Task brief: Skip the images and restate every line of the records exactly.

(Region pointing data)
Start of Block

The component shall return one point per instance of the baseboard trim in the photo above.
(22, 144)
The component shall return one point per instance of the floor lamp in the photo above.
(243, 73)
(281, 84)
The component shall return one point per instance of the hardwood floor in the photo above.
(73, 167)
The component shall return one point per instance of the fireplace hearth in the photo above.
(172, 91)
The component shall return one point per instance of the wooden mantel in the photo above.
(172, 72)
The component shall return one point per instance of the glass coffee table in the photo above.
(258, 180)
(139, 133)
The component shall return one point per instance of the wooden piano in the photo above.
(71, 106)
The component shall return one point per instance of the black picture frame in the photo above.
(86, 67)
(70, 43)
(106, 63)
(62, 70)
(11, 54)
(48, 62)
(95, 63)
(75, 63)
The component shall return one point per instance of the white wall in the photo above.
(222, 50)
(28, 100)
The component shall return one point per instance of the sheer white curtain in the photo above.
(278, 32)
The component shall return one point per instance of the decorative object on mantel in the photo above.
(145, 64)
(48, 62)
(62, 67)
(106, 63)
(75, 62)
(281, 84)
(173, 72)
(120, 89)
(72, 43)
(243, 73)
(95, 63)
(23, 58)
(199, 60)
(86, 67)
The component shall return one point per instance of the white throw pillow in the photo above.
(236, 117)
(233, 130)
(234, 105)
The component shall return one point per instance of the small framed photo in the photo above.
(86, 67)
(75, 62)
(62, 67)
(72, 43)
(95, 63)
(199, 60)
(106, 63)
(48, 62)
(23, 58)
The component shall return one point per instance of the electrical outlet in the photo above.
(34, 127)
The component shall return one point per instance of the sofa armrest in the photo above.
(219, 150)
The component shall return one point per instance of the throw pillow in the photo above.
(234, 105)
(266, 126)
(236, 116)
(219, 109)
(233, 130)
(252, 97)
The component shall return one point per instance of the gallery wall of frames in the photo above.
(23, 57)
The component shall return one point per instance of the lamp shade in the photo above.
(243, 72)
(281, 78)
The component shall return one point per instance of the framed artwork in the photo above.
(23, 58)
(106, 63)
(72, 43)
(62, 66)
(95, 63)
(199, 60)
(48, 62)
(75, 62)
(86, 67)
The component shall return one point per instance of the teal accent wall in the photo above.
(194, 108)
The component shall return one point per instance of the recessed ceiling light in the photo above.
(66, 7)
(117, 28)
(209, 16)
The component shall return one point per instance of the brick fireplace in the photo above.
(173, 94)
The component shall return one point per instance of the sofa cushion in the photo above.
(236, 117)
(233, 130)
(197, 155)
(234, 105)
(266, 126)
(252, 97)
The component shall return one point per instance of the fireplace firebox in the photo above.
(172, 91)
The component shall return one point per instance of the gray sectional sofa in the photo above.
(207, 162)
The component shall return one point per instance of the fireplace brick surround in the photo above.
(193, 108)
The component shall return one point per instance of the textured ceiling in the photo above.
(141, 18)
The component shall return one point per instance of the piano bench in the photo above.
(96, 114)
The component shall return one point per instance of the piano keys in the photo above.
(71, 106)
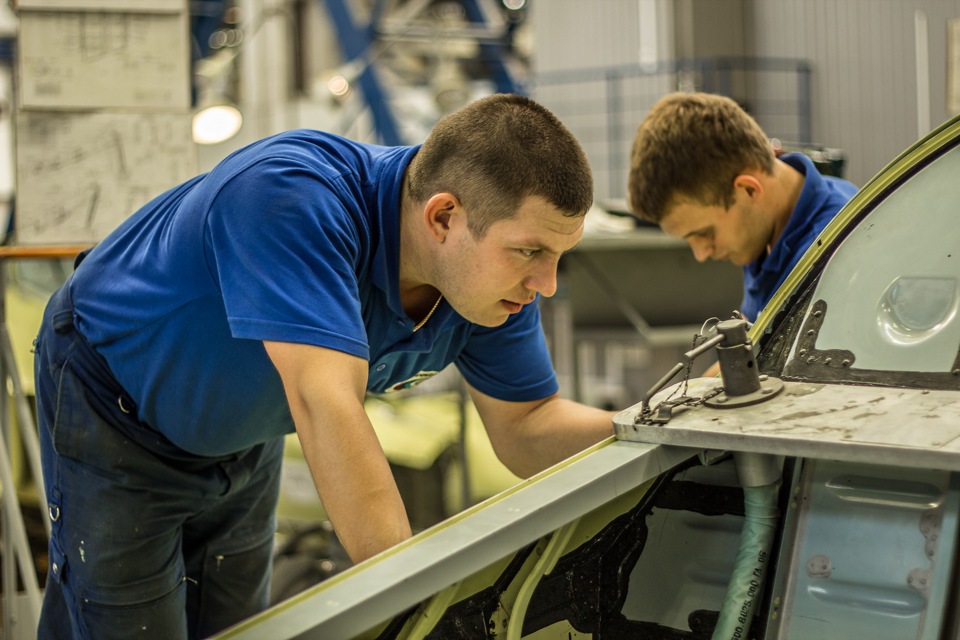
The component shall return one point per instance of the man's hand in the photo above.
(528, 437)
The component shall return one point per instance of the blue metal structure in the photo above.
(357, 39)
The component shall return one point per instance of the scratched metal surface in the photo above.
(881, 425)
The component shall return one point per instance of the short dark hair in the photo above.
(693, 146)
(495, 152)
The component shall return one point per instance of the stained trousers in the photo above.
(148, 540)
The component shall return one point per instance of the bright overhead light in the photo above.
(216, 123)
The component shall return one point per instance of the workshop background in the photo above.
(850, 82)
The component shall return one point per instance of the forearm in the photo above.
(358, 491)
(551, 432)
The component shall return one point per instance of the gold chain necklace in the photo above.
(429, 313)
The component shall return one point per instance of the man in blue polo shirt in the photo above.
(704, 170)
(269, 296)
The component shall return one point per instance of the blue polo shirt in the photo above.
(820, 200)
(294, 238)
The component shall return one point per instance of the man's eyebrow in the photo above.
(697, 232)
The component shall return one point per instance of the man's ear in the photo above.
(750, 184)
(439, 212)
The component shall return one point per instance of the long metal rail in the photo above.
(374, 591)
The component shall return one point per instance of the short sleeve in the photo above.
(510, 362)
(286, 243)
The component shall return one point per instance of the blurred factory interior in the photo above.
(849, 82)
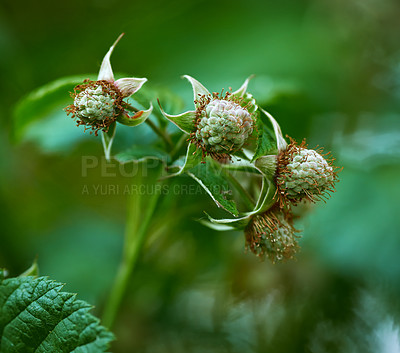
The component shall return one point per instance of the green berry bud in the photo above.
(97, 104)
(94, 104)
(223, 126)
(272, 235)
(304, 174)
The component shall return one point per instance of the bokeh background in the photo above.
(327, 70)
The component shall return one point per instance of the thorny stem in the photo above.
(166, 138)
(139, 214)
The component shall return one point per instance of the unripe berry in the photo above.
(304, 174)
(272, 235)
(96, 104)
(223, 125)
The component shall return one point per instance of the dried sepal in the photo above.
(304, 173)
(97, 105)
(272, 235)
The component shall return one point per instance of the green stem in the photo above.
(166, 138)
(178, 146)
(160, 133)
(139, 216)
(247, 199)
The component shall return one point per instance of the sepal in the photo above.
(135, 119)
(185, 121)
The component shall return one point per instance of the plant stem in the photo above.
(178, 146)
(160, 133)
(247, 199)
(139, 215)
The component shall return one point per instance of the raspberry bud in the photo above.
(97, 104)
(272, 235)
(304, 174)
(223, 125)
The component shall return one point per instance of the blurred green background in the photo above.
(327, 70)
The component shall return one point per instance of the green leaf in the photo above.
(136, 119)
(36, 316)
(266, 143)
(141, 153)
(107, 139)
(210, 176)
(148, 93)
(192, 159)
(185, 121)
(265, 201)
(31, 271)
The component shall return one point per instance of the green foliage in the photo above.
(140, 153)
(36, 316)
(211, 178)
(266, 143)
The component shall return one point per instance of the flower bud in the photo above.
(223, 125)
(304, 174)
(97, 105)
(272, 235)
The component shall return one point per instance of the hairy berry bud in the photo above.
(223, 125)
(97, 104)
(304, 174)
(272, 235)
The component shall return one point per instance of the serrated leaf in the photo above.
(210, 176)
(141, 153)
(36, 316)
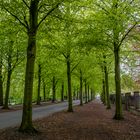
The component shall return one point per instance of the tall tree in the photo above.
(31, 24)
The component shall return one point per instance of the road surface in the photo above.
(11, 119)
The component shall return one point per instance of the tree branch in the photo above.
(15, 17)
(75, 67)
(48, 13)
(126, 34)
(26, 4)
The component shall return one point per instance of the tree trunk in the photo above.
(26, 124)
(62, 92)
(44, 89)
(86, 96)
(1, 84)
(118, 110)
(107, 86)
(53, 90)
(77, 95)
(81, 88)
(70, 106)
(91, 94)
(39, 85)
(104, 93)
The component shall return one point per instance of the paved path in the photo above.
(9, 119)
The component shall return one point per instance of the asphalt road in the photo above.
(11, 119)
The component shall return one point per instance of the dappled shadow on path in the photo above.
(90, 122)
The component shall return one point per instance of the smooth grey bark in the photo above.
(39, 85)
(70, 105)
(118, 111)
(53, 89)
(1, 84)
(86, 94)
(81, 88)
(62, 92)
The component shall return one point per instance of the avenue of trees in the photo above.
(67, 49)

End of Block

Result of the task:
The component shall return one point per instance of the baseboard trim in the photo above.
(22, 144)
The component shall return one point per instance of the floor lamp in the photo above.
(243, 73)
(281, 84)
The component shall return one point per instance of the hardwood floor in the photo above.
(73, 167)
The component shall return one point per instance of the fireplace hearth in the photo above.
(172, 91)
The component shall return one point per instance of the wooden mantel in the photo above.
(172, 72)
The component shall return one point per instance of the glass coffee table in the photo above.
(258, 180)
(139, 133)
The component shall return one point per instance of the wooden piano in the photo above.
(71, 106)
The component shall return one point per instance of the black picture frame in the photo above.
(86, 67)
(70, 43)
(106, 63)
(62, 70)
(11, 54)
(48, 62)
(95, 63)
(75, 63)
The component shall return one point per instance of the white wall in the photo above.
(222, 50)
(28, 100)
The component shall return one point per instance of the sheer white curtain in the photo above.
(278, 32)
The component shall return one point per instance of the decorative object on mantel in the photo above.
(145, 64)
(48, 62)
(62, 67)
(106, 63)
(75, 62)
(281, 84)
(173, 72)
(120, 89)
(72, 43)
(243, 73)
(95, 63)
(23, 58)
(199, 60)
(86, 67)
The component shall return one point per instance of the white throw pillow in the photo above.
(236, 117)
(233, 130)
(234, 105)
The component shall return one point per instance of the small framed photo in the photo above.
(86, 67)
(75, 62)
(62, 67)
(72, 43)
(95, 63)
(199, 60)
(106, 63)
(48, 62)
(23, 58)
The component shall return one point per instance of the electrical outlet in the photo above.
(34, 127)
The component shall return one point per instance of the sofa armrest in the photo above.
(219, 150)
The component shall return one point per instance of the throw pillow in the photo above.
(234, 105)
(266, 126)
(236, 116)
(219, 109)
(233, 130)
(252, 97)
The component shall return one point per instance of the gallery wall of frames in the photo above.
(23, 57)
The component shall return one point per instance of the lamp shade in the photo above.
(243, 72)
(281, 78)
The component shall return one point per instance of the framed artwork in the photo above.
(23, 58)
(106, 63)
(72, 43)
(62, 66)
(95, 63)
(199, 60)
(48, 62)
(75, 62)
(86, 67)
The component shall return one point per instance of the teal accent wall in the photo above.
(194, 108)
The component shall return one point per instance of the recessed ceiling light in the photo above.
(66, 7)
(117, 28)
(209, 16)
The component shall return one point per instance of the brick fireplace in the photo above.
(173, 94)
The component shall return one point per instance of the sofa cushion in the photo above.
(236, 117)
(233, 130)
(197, 155)
(234, 105)
(266, 126)
(252, 97)
The component shall return one point per instance of the fireplace firebox in the photo above.
(172, 91)
The component shall return one point per instance of the gray sectional sofa in the photo above.
(207, 162)
The component shall return one point per instance of the fireplace brick surround in the photo above.
(193, 108)
The component shall return one point per instance of the textured ceiling in the photo above.
(141, 18)
The component shall return one point per instance of the piano bench in the photo above.
(96, 114)
The component shall return one point per instance of the piano keys in the photo above.
(71, 106)
The component shall return one point per instance of the man's hand in the photo above.
(528, 437)
The component shall return one point per instance of the blue metal structure in the photo above.
(357, 39)
The component shall return one point per instance of the scratched metal surface in the photo above.
(881, 425)
The component shall return one point per instance of the short dark hair in the photo above.
(693, 146)
(495, 152)
The component shall return one point per instance of the stained trousers in the photo above.
(148, 540)
The component shall return one point per instance of the bright overhead light in the photo above.
(216, 123)
The component shall return one point per instance of the workshop background in the photo above.
(850, 82)
The component shall return one point per instance of the forearm in the photo above.
(358, 491)
(551, 432)
The component shall return one point per instance of the gold chain necklace in the photo above.
(429, 313)
The component shall return one point per instance of the man in blue polo shirt in the photo above.
(704, 170)
(269, 296)
The component shall return one point per instance of the blue polo shirt in the photo above.
(820, 200)
(294, 238)
The component shall return one point per instance of the man's eyebrow in the photo above.
(697, 232)
The component shall return one point per instance of the man's ear in the photo above.
(750, 184)
(439, 212)
The component shall return one point per instance of the long metal rail in the photo above.
(374, 591)
The component shall return one point per instance of the short sleeve in the photo above.
(510, 362)
(286, 243)
The component shall return one point per instance of the blurred factory interior in the photo above.
(849, 82)
The component shall return one point per instance of the green berry bud in the photo above.
(97, 104)
(94, 104)
(223, 126)
(272, 235)
(304, 174)
The component shall return one point per instance of the bokeh background in the photo above.
(327, 70)
The component shall return one point per instance of the thorny stem in the photo above.
(166, 138)
(139, 214)
The component shall return one point per instance of the unripe berry in the photo above.
(304, 174)
(272, 235)
(96, 104)
(223, 125)
The component shall return one point per instance of the dried sepal in the photo above.
(304, 173)
(97, 105)
(272, 235)
The component shall return one point per instance of the green stem in the photo above.
(166, 138)
(178, 146)
(160, 133)
(139, 216)
(247, 199)
The component shall return one point per instance of the sepal in the photo above.
(135, 119)
(185, 121)
The component shall return one point per instance of the plant stem in the photo above.
(178, 146)
(160, 133)
(247, 199)
(139, 215)
The component shall return one point per instance of the raspberry bud in the photo above.
(97, 104)
(272, 235)
(304, 174)
(223, 125)
The component shall return one point per instance of the blurred green background in the photo above.
(327, 70)
The component shall return one point per instance of the green leaf in the photo above.
(136, 119)
(36, 316)
(266, 143)
(141, 153)
(107, 139)
(210, 176)
(148, 93)
(192, 159)
(185, 121)
(265, 201)
(31, 271)
The component shall return one point per instance of the green foliage in the photo above.
(140, 153)
(36, 316)
(211, 178)
(266, 143)
The component shall return one point per instance of the flower bud in the photo above.
(223, 125)
(304, 174)
(97, 105)
(272, 235)
The component shall return one point per instance of the hairy berry bud in the photo above.
(223, 125)
(97, 104)
(304, 174)
(272, 235)
The component shall return one point per instance of the serrated leaf in the photo above.
(210, 176)
(141, 153)
(36, 316)
The component shall return one point per instance of the tall tree in the photo above.
(31, 24)
The component shall return one point per instance of the road surface in the photo above.
(11, 119)
The component shall return one point per instance of the tree branch in the photo above.
(15, 17)
(75, 67)
(48, 13)
(126, 34)
(26, 4)
The component shall return one point per instance of the tree trunk in the photo above.
(26, 124)
(62, 92)
(44, 89)
(86, 96)
(1, 84)
(118, 110)
(107, 86)
(53, 90)
(77, 95)
(81, 88)
(70, 106)
(91, 94)
(39, 85)
(104, 93)
The component shall return one point per instance of the paved path in the photo above.
(9, 119)
The component shall return one point per instance of the asphalt road in the photo above.
(11, 119)
The component shall return one point per instance of the dappled shadow on path in the photo above.
(90, 122)
The component shall return one point per instance of the smooth grey bark in the photo above.
(39, 85)
(70, 105)
(118, 111)
(53, 89)
(1, 84)
(86, 94)
(81, 88)
(62, 92)
The component shall return one point per instance of the avenue of trees in the photo above.
(67, 49)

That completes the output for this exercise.